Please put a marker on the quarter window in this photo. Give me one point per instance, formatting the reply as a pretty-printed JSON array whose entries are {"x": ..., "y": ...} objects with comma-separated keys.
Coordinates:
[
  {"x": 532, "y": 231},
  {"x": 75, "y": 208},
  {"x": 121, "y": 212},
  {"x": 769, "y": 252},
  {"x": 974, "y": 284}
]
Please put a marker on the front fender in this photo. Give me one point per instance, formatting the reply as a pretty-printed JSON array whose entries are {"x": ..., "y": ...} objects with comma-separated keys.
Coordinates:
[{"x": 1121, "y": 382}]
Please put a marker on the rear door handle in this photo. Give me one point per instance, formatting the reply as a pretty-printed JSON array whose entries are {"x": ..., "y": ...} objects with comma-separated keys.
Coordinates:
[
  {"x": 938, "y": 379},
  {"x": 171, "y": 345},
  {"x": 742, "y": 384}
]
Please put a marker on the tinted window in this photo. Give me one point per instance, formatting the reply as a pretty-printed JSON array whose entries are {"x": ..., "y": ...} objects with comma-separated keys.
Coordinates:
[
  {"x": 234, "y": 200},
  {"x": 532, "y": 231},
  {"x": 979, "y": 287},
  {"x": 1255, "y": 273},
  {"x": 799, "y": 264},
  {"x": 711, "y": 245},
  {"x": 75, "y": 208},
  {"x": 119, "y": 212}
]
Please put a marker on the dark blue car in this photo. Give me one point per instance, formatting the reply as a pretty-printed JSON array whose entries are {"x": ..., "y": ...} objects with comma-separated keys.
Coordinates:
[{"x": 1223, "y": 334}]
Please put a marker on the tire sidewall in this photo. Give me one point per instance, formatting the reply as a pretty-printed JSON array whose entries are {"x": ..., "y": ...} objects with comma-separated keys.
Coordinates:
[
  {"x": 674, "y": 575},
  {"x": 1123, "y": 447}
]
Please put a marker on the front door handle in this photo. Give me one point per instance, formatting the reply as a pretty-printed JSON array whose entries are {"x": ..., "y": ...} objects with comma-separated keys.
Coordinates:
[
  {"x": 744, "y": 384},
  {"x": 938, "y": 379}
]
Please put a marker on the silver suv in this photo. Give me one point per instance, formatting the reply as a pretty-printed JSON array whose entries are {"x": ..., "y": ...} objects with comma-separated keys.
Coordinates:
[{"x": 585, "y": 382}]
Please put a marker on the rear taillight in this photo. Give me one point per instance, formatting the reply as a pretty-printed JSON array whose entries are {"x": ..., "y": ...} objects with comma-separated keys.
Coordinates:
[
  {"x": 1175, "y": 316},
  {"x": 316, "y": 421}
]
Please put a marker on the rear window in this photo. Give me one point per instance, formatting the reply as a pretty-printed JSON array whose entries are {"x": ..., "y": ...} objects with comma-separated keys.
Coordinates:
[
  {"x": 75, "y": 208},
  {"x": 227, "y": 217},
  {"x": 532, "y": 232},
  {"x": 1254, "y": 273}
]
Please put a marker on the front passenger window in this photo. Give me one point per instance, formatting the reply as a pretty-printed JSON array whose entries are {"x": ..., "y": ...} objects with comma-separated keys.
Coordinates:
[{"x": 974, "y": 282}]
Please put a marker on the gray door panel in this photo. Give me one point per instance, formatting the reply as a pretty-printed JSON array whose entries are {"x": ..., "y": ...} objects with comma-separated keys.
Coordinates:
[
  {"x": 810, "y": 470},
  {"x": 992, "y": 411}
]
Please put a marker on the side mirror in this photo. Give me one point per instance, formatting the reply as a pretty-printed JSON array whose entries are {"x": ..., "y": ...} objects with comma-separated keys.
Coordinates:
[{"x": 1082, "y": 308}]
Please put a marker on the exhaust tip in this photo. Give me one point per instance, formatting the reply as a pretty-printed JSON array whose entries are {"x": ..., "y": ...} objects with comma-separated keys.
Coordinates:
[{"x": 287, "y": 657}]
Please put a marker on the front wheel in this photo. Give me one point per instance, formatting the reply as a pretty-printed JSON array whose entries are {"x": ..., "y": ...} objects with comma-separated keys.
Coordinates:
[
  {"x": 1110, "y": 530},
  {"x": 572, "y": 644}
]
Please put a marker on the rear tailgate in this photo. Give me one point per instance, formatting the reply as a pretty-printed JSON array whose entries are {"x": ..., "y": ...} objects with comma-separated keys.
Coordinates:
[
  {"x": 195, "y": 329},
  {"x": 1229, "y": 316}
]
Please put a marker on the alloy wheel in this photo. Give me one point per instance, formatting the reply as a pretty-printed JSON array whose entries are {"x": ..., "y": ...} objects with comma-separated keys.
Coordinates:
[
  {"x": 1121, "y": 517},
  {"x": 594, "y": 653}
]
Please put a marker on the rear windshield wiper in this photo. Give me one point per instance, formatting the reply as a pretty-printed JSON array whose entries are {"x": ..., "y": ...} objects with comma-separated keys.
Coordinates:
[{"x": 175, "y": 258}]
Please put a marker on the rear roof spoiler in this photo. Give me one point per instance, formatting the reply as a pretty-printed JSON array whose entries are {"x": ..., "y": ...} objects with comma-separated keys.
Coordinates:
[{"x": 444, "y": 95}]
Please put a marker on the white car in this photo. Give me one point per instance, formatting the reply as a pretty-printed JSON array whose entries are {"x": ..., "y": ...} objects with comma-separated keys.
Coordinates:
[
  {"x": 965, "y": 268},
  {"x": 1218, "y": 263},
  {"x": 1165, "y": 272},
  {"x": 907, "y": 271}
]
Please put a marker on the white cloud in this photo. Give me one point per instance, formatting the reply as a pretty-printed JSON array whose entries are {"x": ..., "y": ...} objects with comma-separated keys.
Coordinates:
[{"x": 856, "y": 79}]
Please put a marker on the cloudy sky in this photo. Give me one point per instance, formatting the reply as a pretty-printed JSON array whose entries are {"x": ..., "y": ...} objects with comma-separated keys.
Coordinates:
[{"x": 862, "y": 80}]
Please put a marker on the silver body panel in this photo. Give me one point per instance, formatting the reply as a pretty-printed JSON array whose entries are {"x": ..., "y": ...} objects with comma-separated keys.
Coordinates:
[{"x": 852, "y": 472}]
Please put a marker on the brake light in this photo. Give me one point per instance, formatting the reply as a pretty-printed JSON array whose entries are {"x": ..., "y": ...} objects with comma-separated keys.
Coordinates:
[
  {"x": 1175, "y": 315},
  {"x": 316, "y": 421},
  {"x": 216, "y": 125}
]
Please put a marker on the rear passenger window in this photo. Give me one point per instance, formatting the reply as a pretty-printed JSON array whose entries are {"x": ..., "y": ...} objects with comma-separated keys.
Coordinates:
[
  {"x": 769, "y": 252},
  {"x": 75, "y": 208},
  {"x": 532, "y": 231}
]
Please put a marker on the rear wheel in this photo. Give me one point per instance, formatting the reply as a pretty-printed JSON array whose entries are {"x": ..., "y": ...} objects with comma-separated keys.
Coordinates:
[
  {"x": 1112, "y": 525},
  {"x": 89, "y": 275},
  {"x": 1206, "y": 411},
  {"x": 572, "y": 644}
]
━━━━━━━━━━
● Task details
Please copy all of the records above word for word, leaving every line and character unchanged.

● Completed task
Please put a marker on the quarter window in this photo. Give me one point per instance, formatting the reply as a pretty-printed JSON array whose entries are {"x": ..., "y": ...} objects with comma-separated keys.
Coordinates:
[
  {"x": 532, "y": 231},
  {"x": 75, "y": 208},
  {"x": 121, "y": 212},
  {"x": 769, "y": 252},
  {"x": 974, "y": 284}
]
Please put a marker on the front fender in this photo. Give me one point per instance, formatting the reply as a pretty-printed JSON array whose entries are {"x": ..., "y": ...} objects with comma-separated keys.
Coordinates:
[{"x": 1121, "y": 382}]
Please put a marker on the rear door handle in this photo. Give me one point per instance, formatting the reply as a pretty-printed JSON array whose entries are {"x": ..., "y": ...} objects with comma-separated keys.
Coordinates:
[
  {"x": 938, "y": 379},
  {"x": 171, "y": 345},
  {"x": 742, "y": 384}
]
Please put a marker on the tinted window in this photo. Give me one point per instance, formatting the reply as a pretty-printed JSON array whose entries are {"x": ..., "y": ...} objects with comma-separated keys.
Coordinates:
[
  {"x": 234, "y": 200},
  {"x": 532, "y": 231},
  {"x": 979, "y": 287},
  {"x": 1255, "y": 273},
  {"x": 799, "y": 264},
  {"x": 711, "y": 245},
  {"x": 75, "y": 208},
  {"x": 119, "y": 212}
]
Please put a marker on the dark blue car in this photo. Give me one point per instance, formatting the reply as a pretty-printed JSON array whose entries are {"x": ..., "y": ...} objects with comma-separated keys.
Coordinates:
[{"x": 1223, "y": 334}]
Please put a marker on the tire sidewall in this photo. Give me one point per instance, formatting the reply as a pretty-printed JSON array whose entries are {"x": ..., "y": ...} objects with comma-separated keys.
Coordinates:
[
  {"x": 674, "y": 575},
  {"x": 1123, "y": 447}
]
Please put a marker on the front door handle in this photo. Give me one point per instance, formatting the reply as a pretty-printed JSON array whose entries are {"x": ..., "y": ...} objects with comma-separated keys.
Coordinates:
[
  {"x": 744, "y": 384},
  {"x": 938, "y": 379}
]
Please put a marker on the silver suv in this photo. Give me one point per instance, formatting the reply as a pretty-printed JSON array whose entries are {"x": ..., "y": ...} objects with comma-separated keys.
Coordinates:
[{"x": 585, "y": 382}]
Please put a marker on the rear taillight in this photo. Give me one point per instance, formatting the reply as a pretty-printed JSON array whose entries are {"x": ..., "y": ...} objects with comma-separated keys.
Coordinates:
[
  {"x": 1175, "y": 316},
  {"x": 316, "y": 421}
]
Please put a marker on the rear window in this photo. Give me one point per instance, formatting the reply as a pretty-printed JSON array whose entries are {"x": ..., "y": ...} objects with comma-separated keys.
Coordinates:
[
  {"x": 75, "y": 208},
  {"x": 227, "y": 217},
  {"x": 532, "y": 232},
  {"x": 1254, "y": 273}
]
Please put a marker on the front passenger window in this photo. Give me one point per instance, formatting the reply as a pretty-printed JSON array whose entries are {"x": ..., "y": ...} objects with comma-separated keys.
Coordinates:
[{"x": 974, "y": 282}]
Please put a marker on the gray door panel in this photo. Give me one point per instance, formatting the reply as a pretty-printed JSON array whose entries are {"x": ..., "y": ...} objects with comma-separated keys.
Coordinates:
[
  {"x": 810, "y": 470},
  {"x": 992, "y": 411}
]
Please put a marker on the side mirror in this photo. Give me one point per instance, formatting the reply as a pretty-printed JSON array whose entries are {"x": ..., "y": ...} objects with comma-separated keys.
Coordinates:
[{"x": 1082, "y": 308}]
Please put a marker on the exhaust tip in this photo. Give me one point per instance, formatting the reply as a pretty-printed JSON array whose entries are {"x": ..., "y": ...} objects with comma-separated keys.
Coordinates:
[{"x": 287, "y": 657}]
Please put a marker on the front wheel in this photo. Give me one point per instance, formatting the reply as a pretty-printed JSON array whose entries are {"x": ..., "y": ...} objects with comma-separated keys.
Coordinates:
[
  {"x": 1110, "y": 530},
  {"x": 572, "y": 644}
]
Please put a marker on the rear tailgate in this photo. Give me one point per instance, formatting the reply as a pretty-printed JSON array whose entries are {"x": ..., "y": ...} objects with comma-separated keys.
Coordinates:
[
  {"x": 195, "y": 329},
  {"x": 1229, "y": 316}
]
Please put a marker on the alloy wheel in this photo. Give me one point per instance, formatting the reply as a pretty-printed JSON array whose entries are {"x": ..., "y": ...} objects with comma-separated keys.
Coordinates:
[
  {"x": 1121, "y": 517},
  {"x": 594, "y": 653}
]
Please put a marker on the rear windshield wiper in this photo. Give me one point per instance, formatting the reply as a pretty-printed JSON array whose entries are {"x": ..., "y": ...} objects with comma-separated keys.
Coordinates:
[{"x": 175, "y": 258}]
Please put a marker on the rear roof spoiler in this photo. Give me one point per instance, formatting the reply as a pretty-printed JSON array whose entries are {"x": ..., "y": ...} objects with comma-separated keys.
Coordinates:
[{"x": 444, "y": 95}]
Please put a marker on the white car in this photo. Give me one point per instance, formatting the reply as a pretty-printed JSON array whose entries are {"x": ..., "y": ...} objects with comma-separated keys.
Coordinates:
[
  {"x": 965, "y": 268},
  {"x": 1218, "y": 263},
  {"x": 1165, "y": 272},
  {"x": 907, "y": 271}
]
Please put a marker on the white cloud in this photo. Give me one point per instance, formatting the reply as a pretty-printed JSON array whose entries are {"x": ..., "y": ...} objects with comma-separated keys.
Coordinates:
[{"x": 856, "y": 79}]
Please put a marker on the cloudy sky in this photo. Give me one point per instance, formatting the reply as a pretty-printed JSON array whose entries are {"x": ..., "y": ...} objects with comma-separated keys.
Coordinates:
[{"x": 862, "y": 80}]
Please put a marker on the silver body panel in this photo. Give me one point per instance, formatting the reply as a pretty-printed JSON array whose entries are {"x": ..., "y": ...} objects with comma-separated keys.
Coordinates:
[{"x": 852, "y": 472}]
Please put a marker on the brake light in this photo. Give me one point per instance, formatting the reply as a pretty-printed JSON array whose entries are {"x": ..., "y": ...} objects with comma-separated keys.
Coordinates:
[
  {"x": 1175, "y": 315},
  {"x": 316, "y": 421},
  {"x": 216, "y": 125}
]
Please put a marker on the rear passenger window in this photo. Give me one point per instance, formatting the reply as a pretty-printed JSON array whose entries are {"x": ..., "y": ...} objects with comma-separated keys.
Coordinates:
[
  {"x": 769, "y": 252},
  {"x": 75, "y": 208},
  {"x": 532, "y": 231}
]
Please put a marker on the rear wheel in this photo. Give me one point per instance, formatting the reply as a pretty-printed JSON array whose entries are {"x": ..., "y": ...} objects with comma-separated keys.
Coordinates:
[
  {"x": 1112, "y": 525},
  {"x": 89, "y": 275},
  {"x": 1206, "y": 411},
  {"x": 572, "y": 644}
]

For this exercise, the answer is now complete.